══ SUPPLIED INFORMATION
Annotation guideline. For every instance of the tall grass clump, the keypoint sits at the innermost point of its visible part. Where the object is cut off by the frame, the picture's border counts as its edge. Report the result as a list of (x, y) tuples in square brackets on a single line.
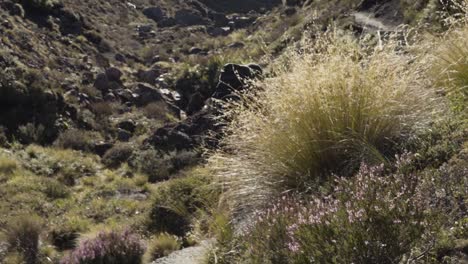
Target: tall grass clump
[(327, 108), (22, 233), (370, 218), (451, 60), (107, 248)]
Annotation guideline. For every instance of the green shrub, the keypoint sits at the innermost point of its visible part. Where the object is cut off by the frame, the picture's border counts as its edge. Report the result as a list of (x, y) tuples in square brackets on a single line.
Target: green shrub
[(64, 234), (7, 165), (40, 5), (371, 218), (451, 67), (23, 235), (55, 189), (66, 165), (162, 245), (77, 139), (175, 202), (117, 155), (325, 111), (122, 247), (160, 166)]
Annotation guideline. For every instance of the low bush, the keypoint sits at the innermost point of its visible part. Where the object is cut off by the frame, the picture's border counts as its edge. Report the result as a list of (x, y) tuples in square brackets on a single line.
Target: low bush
[(162, 245), (117, 155), (23, 236), (108, 248), (64, 234), (7, 165), (77, 139), (66, 165), (160, 166), (175, 203), (40, 5), (328, 108), (451, 67), (371, 218), (55, 189)]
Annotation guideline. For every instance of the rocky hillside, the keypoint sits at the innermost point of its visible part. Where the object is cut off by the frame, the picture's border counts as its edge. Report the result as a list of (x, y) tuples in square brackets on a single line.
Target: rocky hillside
[(141, 125)]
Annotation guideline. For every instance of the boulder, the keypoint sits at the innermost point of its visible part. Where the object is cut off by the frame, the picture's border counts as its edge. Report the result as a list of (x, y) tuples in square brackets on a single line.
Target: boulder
[(196, 103), (218, 31), (188, 17), (87, 78), (219, 19), (101, 147), (168, 139), (290, 11), (123, 135), (144, 28), (167, 22), (236, 45), (102, 82), (243, 21), (235, 77), (146, 94), (195, 50), (149, 76), (155, 13), (114, 74), (17, 10), (120, 58), (128, 125)]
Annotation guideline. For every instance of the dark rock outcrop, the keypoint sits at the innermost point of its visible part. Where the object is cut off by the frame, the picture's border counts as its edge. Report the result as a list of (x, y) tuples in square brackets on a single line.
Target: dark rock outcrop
[(234, 78), (155, 13)]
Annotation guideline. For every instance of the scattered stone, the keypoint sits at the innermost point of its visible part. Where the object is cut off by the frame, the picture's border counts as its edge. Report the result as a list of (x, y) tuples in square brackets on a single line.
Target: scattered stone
[(219, 31), (154, 13), (128, 125), (290, 11), (144, 28), (155, 59), (148, 76), (220, 20), (114, 74), (195, 50), (110, 97), (87, 78), (123, 135), (236, 45), (188, 17), (243, 21), (146, 94), (101, 147), (167, 22), (17, 10), (196, 103), (102, 82), (127, 95), (120, 58), (234, 78)]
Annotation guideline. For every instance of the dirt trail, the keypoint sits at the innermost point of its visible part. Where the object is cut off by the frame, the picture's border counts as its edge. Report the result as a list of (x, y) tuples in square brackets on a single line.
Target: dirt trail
[(191, 255)]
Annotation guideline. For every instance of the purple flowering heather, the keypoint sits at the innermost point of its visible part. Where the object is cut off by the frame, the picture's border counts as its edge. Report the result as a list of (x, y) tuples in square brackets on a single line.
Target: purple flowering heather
[(372, 217), (108, 248)]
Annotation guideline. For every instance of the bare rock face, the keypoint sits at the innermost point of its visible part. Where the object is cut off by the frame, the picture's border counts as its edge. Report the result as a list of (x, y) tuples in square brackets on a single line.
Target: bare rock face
[(235, 77), (189, 17), (155, 13), (202, 126)]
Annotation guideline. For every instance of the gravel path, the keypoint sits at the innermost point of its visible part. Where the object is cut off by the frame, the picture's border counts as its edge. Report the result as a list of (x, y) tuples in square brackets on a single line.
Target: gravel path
[(191, 255)]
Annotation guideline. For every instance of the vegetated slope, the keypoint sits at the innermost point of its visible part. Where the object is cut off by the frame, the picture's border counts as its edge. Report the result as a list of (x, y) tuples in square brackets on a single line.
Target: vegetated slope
[(122, 94), (314, 172)]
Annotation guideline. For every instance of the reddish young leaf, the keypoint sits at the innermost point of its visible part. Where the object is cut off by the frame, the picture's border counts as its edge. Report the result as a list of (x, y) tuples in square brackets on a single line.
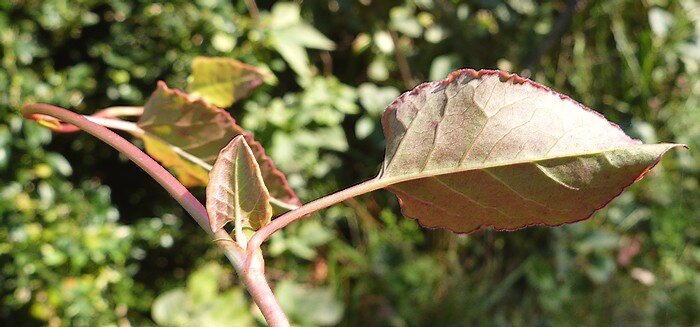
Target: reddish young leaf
[(222, 81), (186, 135), (489, 148), (236, 191)]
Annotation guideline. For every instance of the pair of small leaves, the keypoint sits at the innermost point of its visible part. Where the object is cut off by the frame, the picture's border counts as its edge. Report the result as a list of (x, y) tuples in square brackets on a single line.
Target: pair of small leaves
[(186, 136)]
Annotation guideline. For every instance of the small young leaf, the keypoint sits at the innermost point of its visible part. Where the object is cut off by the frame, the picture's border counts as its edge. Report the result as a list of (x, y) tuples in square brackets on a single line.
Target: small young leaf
[(186, 136), (222, 81), (236, 191), (489, 148)]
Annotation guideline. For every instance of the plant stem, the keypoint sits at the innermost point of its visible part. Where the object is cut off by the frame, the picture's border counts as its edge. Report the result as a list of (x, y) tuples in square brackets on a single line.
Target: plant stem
════
### DIRECTION:
Quote verbatim the line containing "Annotation guideline. For every instance of the pair" and every line after it through the end of the records above.

### THE ANSWER:
Annotation guideline. For every instance of the pair of small leaves, the keypoint sits at the innermost point of its visible part. Where the object is cut off by the frame, the picture's border counts as its edge. Report the result as a list of (x, y) tuples in square brackets on a single line.
Target: pair of small leaves
[(186, 136)]
Annotation guideline. For every instance of the small young leaf, the keypoint sits at the innermost point of its visible part. Where the object is cut off by the frame, the picture's border counts as its edge. Report the result as a list of (x, y) tuples in square brackets on a single line.
Target: small young leaf
[(186, 136), (222, 81), (236, 191), (489, 148)]
Annotation guideline. For every instance of the plant stem, the keypoint sits at the innermost point of its visible part. Where the object is cut off by the frame, the picture's border counts as its edge. Report the result as a list of (x, y) tuples in square brackets on a single line.
Target: plant stem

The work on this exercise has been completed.